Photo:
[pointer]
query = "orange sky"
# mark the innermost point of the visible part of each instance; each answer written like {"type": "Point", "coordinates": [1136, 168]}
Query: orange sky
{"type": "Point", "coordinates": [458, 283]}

--

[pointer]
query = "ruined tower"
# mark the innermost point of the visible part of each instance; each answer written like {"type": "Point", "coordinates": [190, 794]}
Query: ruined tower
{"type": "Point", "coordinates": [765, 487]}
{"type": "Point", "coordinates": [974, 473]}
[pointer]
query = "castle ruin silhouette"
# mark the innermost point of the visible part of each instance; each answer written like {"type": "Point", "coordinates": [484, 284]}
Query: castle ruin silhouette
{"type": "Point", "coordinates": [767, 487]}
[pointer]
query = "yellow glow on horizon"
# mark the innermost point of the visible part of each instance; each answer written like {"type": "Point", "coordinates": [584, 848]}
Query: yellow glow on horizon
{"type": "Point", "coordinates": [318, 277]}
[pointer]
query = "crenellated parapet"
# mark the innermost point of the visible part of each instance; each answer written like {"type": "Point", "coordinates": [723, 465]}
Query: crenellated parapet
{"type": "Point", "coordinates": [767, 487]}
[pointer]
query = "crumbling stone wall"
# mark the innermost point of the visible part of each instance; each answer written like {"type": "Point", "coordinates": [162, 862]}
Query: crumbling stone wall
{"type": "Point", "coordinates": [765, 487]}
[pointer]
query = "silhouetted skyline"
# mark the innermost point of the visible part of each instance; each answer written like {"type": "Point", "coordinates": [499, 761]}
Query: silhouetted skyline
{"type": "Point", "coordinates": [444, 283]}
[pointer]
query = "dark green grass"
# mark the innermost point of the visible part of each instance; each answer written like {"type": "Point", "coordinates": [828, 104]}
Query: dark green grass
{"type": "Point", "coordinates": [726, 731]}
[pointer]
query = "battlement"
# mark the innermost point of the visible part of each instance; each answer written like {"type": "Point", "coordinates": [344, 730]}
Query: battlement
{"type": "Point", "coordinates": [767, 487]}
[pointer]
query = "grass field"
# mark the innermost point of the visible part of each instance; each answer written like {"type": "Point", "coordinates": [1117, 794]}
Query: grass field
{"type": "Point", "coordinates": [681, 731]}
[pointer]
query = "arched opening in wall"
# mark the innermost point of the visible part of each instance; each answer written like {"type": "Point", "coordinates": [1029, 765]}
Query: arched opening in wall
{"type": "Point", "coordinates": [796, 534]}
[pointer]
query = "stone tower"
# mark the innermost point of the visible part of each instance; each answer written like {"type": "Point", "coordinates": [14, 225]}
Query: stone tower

**EXERCISE DESCRIPTION**
From the records, copy every line that has the string "mark" in it.

**EXERCISE SOLUTION**
# mark the innermost point of the visible part of each instance; each answer written like {"type": "Point", "coordinates": [1136, 168]}
# mark the innermost point of the visible part of each instance; each answer written like {"type": "Point", "coordinates": [190, 794]}
# mark the innermost point of the visible part of each instance; each answer written like {"type": "Point", "coordinates": [484, 284]}
# mark the innermost point of the visible part of each instance; each answer written like {"type": "Point", "coordinates": [584, 848]}
# mark the innermost point of the visible part of each instance; each answer written like {"type": "Point", "coordinates": [723, 465]}
# mark the innermost point of the visible part of each instance; each answer written like {"type": "Point", "coordinates": [162, 862]}
# mark the innermost point of the visible part of each instance; each answer written like {"type": "Point", "coordinates": [499, 761]}
# mark the innermost point of the visible part of each instance; each answer written like {"type": "Point", "coordinates": [828, 104]}
# mark the innermost point of the visible part of each instance; each answer written like {"type": "Point", "coordinates": [344, 730]}
# mark the innermost point of the visible part of each instance; each answer written like {"type": "Point", "coordinates": [1117, 794]}
# mark the innermost point of the visible part of each instance; each answer written like {"type": "Point", "coordinates": [1029, 765]}
# mark the innermost point of the visible part of each instance; each answer written like {"type": "Point", "coordinates": [14, 225]}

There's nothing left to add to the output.